Gib aus dem Text zur Arbeitszeit den Abschnitt wortgetreu aus, beginnend bei „I. Allgemeines“ und endend bei „ist, § 106 GewO.“.

═══ VORLIEGENDER TEXT ═══

I. Allgemeines

 

Rz. 17

Schon vor Inkrafttreten des BeschFG 1985 hat das BAG festgehalten, dass eine einseitige Leistungsbestimmung des Arbeitgebers gem. § 315 BGB in Bezug auf die Dauer der Arbeitszeit nicht wirksam ist.[6] Die Dauer der Arbeitszeit gehört – mit Ausnahme der Möglichkeit, Überstunden anzuordnen – zu den essentialia negotii des Arbeitsvertrages. Die Lage der Arbeitszeit unterliegt dagegen dem Direktionsrecht des Arbeitgebers, und zwar in den gleichen Grenzen wie dies bei Vollzeitkräften der Fall ist, § 106 GewO.

 

Rz. 18

Eine flexible und dem Direktionsrecht vorbehaltene Verteilung der Arbeitszeit auf die Wochentage kommt nur dann in Betracht, wenn im Arbeitsvertrag keine Regelung dar­über enthalten ist, an welchen Tagen zu arbeiten ist. Haben Arbeitnehmer und Arbeitgeber vereinbart, dass der Arbeitnehmer seine Arbeitsleistung entsprechend dem Arbeitsanfall zu erbringen hat, so liegt der Sonderfall der Arbeit auf Abruf vor (vgl. Rdn 21).

 

Rz. 19

Arbeit auf Abruf kann sowohl das gesamte zu leistende Arbeitsvolumen betreffen als auch nur einen über die vertragliche Mindestarbeitszeit hinaus zu leistenden Abrufanteil. Die früher streitige Frage, ob über die festgelegte Zeit hinaus Arbeit abgerufen werden kann, hatte das BAG bereits 2005 zu entscheiden. Die durch das BAG festgelegten Maximalgrenzen[7] sind zum 1.1.2018 durch Einfügung eines neuen Abs. 2 Gesetz geworden: Danach gilt, ist für die Dauer der wöchentlichen Arbeitszeit nach Absatz 1 Satz 2 eine Mindestarbeitszeit vereinbart, darf der Arbeitgeber nur bis zu 25 Prozent der wöchentlichen Arbeitszeit zusätzlich abrufen. Ist für die Dauer der wöchentlichen Arbeitszeit nach Absatz 1 Satz 2 eine Höchstarbeitszeit vereinbart, darf der Arbeitgeber nur bis zu 20 Prozent der wöchentlichen Arbeitszeit weniger abrufen (zu den weiteren Anforderungen an eine Bandbreitenregelung vgl. Rdn 27 ff.).

═══ DATEN ═══

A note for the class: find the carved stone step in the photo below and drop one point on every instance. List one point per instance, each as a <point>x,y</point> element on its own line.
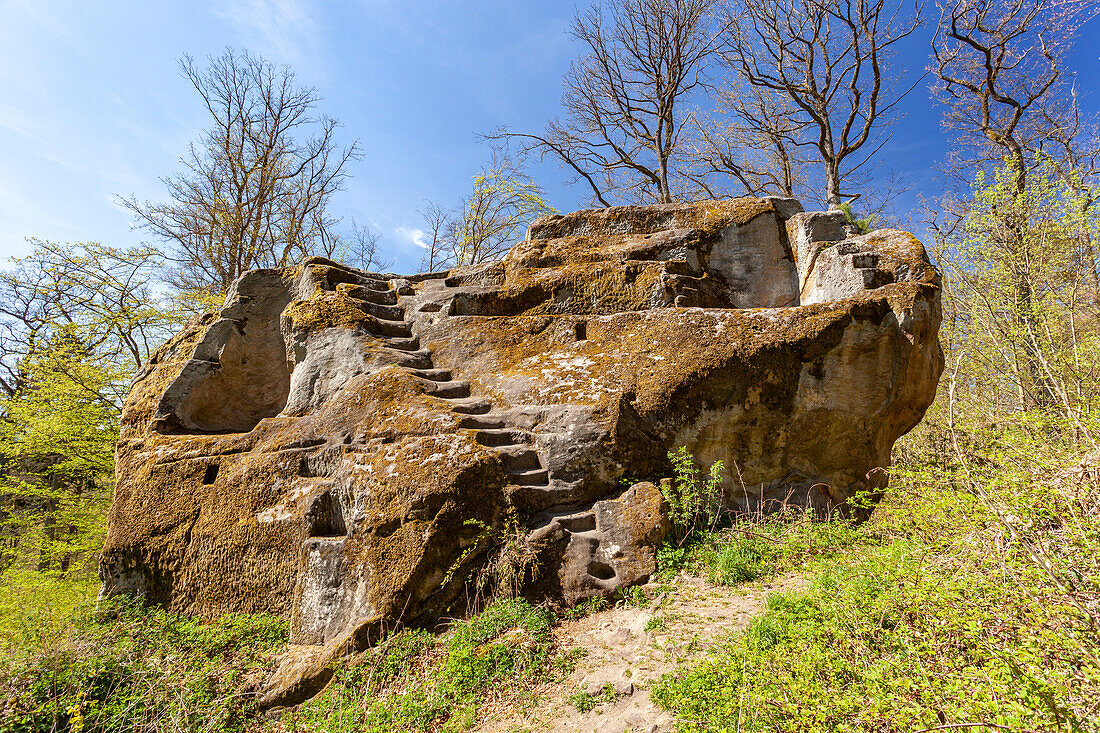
<point>406,345</point>
<point>519,458</point>
<point>487,422</point>
<point>375,283</point>
<point>411,359</point>
<point>432,374</point>
<point>502,437</point>
<point>396,329</point>
<point>472,406</point>
<point>532,478</point>
<point>371,295</point>
<point>451,390</point>
<point>393,313</point>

═══

- _ANTWORT_:
I. Allgemeines

 

Rz. 17

Schon vor Inkrafttreten des BeschFG 1985 hat das BAG festgehalten, dass eine einseitige Leistungsbestimmung des Arbeitgebers gem. § 315 BGB in Bezug auf die Dauer der Arbeitszeit nicht wirksam ist.[6] Die Dauer der Arbeitszeit gehört – mit Ausnahme der Möglichkeit, Überstunden anzuordnen – zu den essentialia negotii des Arbeitsvertrages. Die Lage der Arbeitszeit unterliegt dagegen dem Direktionsrecht des Arbeitgebers, und zwar in den gleichen Grenzen wie dies bei Vollzeitkräften der Fall ist, § 106 GewO.